→ **Exercise requirements**:
**1)** In the Laramie railroad passage, rewrite the stretch from "On October 17, 1911, the" through "line in Arizona.", changing "UPRR" to "Union Pacific Railroad".
**2)** According to the Laramie stage and railroad passage, how long has Sid Lawrence been on the route?
**3)** Resume the Laramie stage and railroad passage after its last sentence.

→ **Excerpted passage**:
Sid Lawrence, who drives the Laramie end of the Laramie-Walden stage line, making the trip from Laramie to Wood's Landing, a distance of 27 miles, and return has been on the route for thirteen years straight. A record such as his needs no comment. A man who can put in thirteen years in one position, and especially that of driving a stage through all kinds of weather across the Laramie plains, where the wind blows 400 days out of the year, sometimes with a speed and force that turns over wagons, miles of barbed wire fence, etc. is deserving of more credit than a pen is sufficiently eloquent to portray.

Excursion Train, Laramie, Hahn's Peak and Pacific Railway.

On October 17, 1911, the first train on the L.H.P. & P., known by locals as the "Long Hard Pull and Perhaps," reached Walden from Laramie. According to Scott Thybony, Robert G. Rosenberg, and Elizabeth Mullett Rosenberg in The Medicin Bows: Wyoming's Mountain Country , Caxton Press, Caldwell, Idaho,(1985), the railroad was also referred to as the "Late, Hard Pressed & Panicky" and the "Lord, Help Push and Pull." In the 1930's the line was absorbed by the UPRR, later to be spun off as part of the Wyoming-Colorado. Service has now been discontinued, the tracks pulled up and the rolling stock sold to a line in Arizona.

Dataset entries
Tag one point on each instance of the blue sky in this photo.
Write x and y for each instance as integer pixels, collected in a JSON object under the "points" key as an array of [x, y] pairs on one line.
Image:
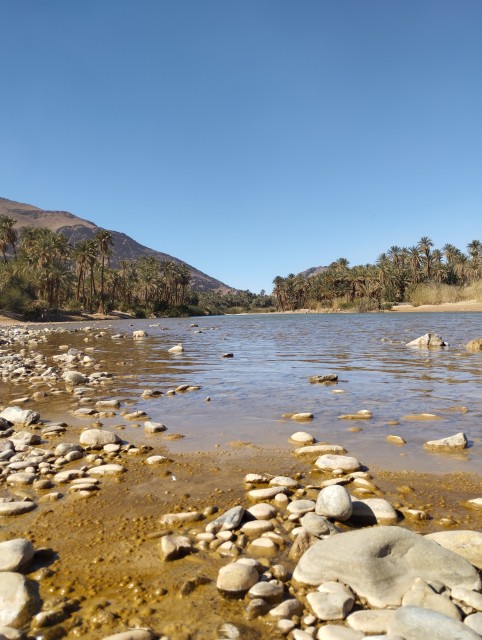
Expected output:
{"points": [[250, 138]]}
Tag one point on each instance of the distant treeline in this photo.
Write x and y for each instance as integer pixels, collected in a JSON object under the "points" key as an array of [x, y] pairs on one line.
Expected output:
{"points": [[41, 272], [420, 274]]}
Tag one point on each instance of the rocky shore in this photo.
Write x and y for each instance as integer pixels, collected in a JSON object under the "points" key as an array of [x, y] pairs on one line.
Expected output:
{"points": [[103, 538]]}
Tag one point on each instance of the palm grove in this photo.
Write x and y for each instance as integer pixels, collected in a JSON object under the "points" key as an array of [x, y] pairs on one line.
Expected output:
{"points": [[42, 271], [420, 274]]}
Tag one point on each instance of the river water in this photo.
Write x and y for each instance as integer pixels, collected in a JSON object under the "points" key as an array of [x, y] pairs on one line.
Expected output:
{"points": [[273, 357]]}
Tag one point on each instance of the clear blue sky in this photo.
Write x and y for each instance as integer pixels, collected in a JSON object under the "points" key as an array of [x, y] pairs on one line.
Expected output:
{"points": [[250, 138]]}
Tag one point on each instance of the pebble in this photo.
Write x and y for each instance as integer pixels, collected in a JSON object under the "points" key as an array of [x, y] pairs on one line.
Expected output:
{"points": [[236, 578], [16, 555]]}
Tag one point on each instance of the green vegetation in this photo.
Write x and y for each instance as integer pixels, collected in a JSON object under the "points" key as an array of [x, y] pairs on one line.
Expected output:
{"points": [[41, 272], [419, 275]]}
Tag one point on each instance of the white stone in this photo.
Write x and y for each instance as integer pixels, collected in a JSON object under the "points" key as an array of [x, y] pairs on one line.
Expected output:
{"points": [[329, 462], [334, 502], [16, 555], [17, 602], [236, 578]]}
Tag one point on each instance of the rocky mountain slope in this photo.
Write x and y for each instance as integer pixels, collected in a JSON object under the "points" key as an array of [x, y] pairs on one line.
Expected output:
{"points": [[75, 228]]}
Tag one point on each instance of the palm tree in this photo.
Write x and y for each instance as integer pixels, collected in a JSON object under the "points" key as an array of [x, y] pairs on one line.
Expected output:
{"points": [[8, 236], [104, 240], [424, 245]]}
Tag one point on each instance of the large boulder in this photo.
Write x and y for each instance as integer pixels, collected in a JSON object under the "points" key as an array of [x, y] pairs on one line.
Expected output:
{"points": [[465, 543], [381, 563], [16, 415], [421, 624]]}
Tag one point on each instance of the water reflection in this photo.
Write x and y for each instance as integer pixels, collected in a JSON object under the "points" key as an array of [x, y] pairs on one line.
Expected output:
{"points": [[273, 358]]}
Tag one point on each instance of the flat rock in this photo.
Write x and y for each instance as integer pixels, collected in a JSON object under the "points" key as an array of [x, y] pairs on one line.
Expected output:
{"points": [[302, 437], [174, 547], [317, 525], [427, 341], [371, 621], [236, 578], [265, 494], [181, 518], [227, 521], [422, 595], [331, 605], [262, 511], [381, 563], [302, 417], [16, 415], [338, 632], [329, 462], [334, 502], [132, 634], [154, 427], [97, 438], [456, 442], [373, 511], [315, 450], [474, 345], [17, 602], [465, 543], [16, 555], [16, 508], [300, 507], [106, 470], [420, 624]]}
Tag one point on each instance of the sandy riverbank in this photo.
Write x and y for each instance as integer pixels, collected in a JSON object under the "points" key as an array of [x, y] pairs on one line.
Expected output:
{"points": [[446, 307]]}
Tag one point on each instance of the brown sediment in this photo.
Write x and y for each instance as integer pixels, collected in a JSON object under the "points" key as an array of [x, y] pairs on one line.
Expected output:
{"points": [[106, 547]]}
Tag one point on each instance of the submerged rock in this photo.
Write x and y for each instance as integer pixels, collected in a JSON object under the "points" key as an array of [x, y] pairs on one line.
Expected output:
{"points": [[451, 443], [428, 340]]}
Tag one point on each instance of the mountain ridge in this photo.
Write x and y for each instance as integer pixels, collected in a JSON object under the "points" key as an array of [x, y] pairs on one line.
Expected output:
{"points": [[76, 228]]}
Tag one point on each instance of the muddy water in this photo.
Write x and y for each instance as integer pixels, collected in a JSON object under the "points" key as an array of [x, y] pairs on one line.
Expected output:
{"points": [[105, 549], [268, 376]]}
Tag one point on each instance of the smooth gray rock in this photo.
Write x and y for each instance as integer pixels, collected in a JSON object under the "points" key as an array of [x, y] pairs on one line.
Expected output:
{"points": [[334, 502], [456, 442], [466, 543], [17, 600], [16, 508], [381, 563], [428, 340], [474, 622], [97, 438], [373, 511], [174, 547], [74, 377], [317, 526], [421, 624], [331, 604], [370, 621], [25, 438], [422, 595], [16, 415], [16, 555], [132, 634], [338, 632], [237, 578], [329, 462]]}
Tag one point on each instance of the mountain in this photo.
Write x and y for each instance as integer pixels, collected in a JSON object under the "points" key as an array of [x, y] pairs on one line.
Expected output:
{"points": [[75, 228]]}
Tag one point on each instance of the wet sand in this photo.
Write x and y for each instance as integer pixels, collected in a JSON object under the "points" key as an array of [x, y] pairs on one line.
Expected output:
{"points": [[102, 552]]}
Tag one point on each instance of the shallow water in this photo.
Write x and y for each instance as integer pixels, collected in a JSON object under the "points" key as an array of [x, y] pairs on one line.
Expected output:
{"points": [[274, 355]]}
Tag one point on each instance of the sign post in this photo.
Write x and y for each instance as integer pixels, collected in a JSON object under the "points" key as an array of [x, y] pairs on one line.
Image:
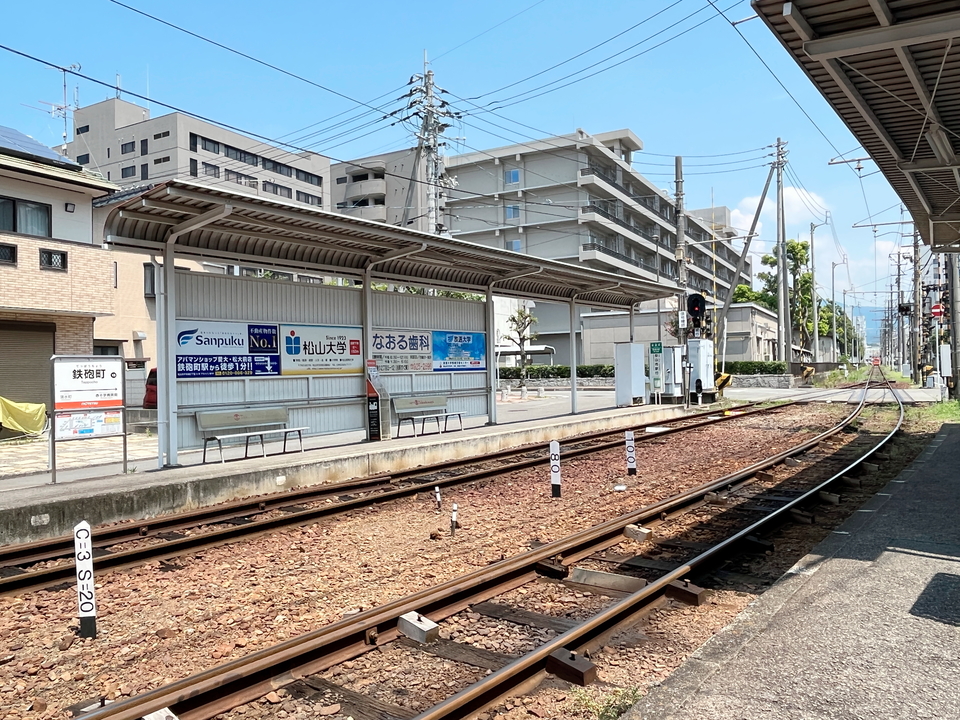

→ **Responses per task**:
**1)**
On October 17, 1911, the first train on the L.H.P. & P., known by locals as the "Long Hard Pull and Perhaps," reached Walden from Laramie. According to Scott Thybony, Robert G. Rosenberg, and Elizabeth Mullett Rosenberg in The Medicin Bows: Wyoming's Mountain Country , Caxton Press, Caldwell, Idaho,(1985), the railroad was also referred to as the "Late, Hard Pressed & Panicky" and the "Lord, Help Push and Pull." In the 1930's the line was absorbed by the Union Pacific Railroad, later to be spun off as part of the Wyoming-Colorado. Service has now been discontinued, the tracks pulled up and the rolling stock sold to a line in Arizona.

**2)** Thirteen years straight.

**3)**
But the Laramie, Hahns Peak and Pacific Railway was not the first effort to bring a railroad which would connect Laramie directly to Colorado. On May 1, 1880, the Union Pacific organized the Laramie, North Park & Pacific Railroad and Telegraph Company. The line initially ran a spur line 12 miles southwest from Laramie to four soda lakes which the company had acquired. Some preliminary surveys were made of a proposed route to North Park. The processing of soda from the lakes, however, proved to be a failure and the line was abandoned about 1900.

As later discussed, in 1901 Boston financier Isaac Van Horn and Fred A. Miller organized the Laramie, Hahn's Peak & Pacific Railway. Financing was slow and it took until 1907 to reach Centennial. Original plans called for the next extension to Encampment, but another railroad beat them to the punch. Instead the LHP&P extended down to Walden.

In 1906, Laramie business men organized the Denver, Laramie and Northwestern Railway which was to run from Denver to Fort Collins and on to Laramie with the ultimate intention to reach Seattle. Like most railroads of the day it was dependent upon land sales for financing. Its land company the Denver, Laramie Realty Company promoted various agricultural and coal towns that it proposed to form along the projected route. Agricultural towns were promoted among other places at the Chicago Agricultural Show.

Kent, a new coal town along the route of the Denver, Laramie and Northwestern.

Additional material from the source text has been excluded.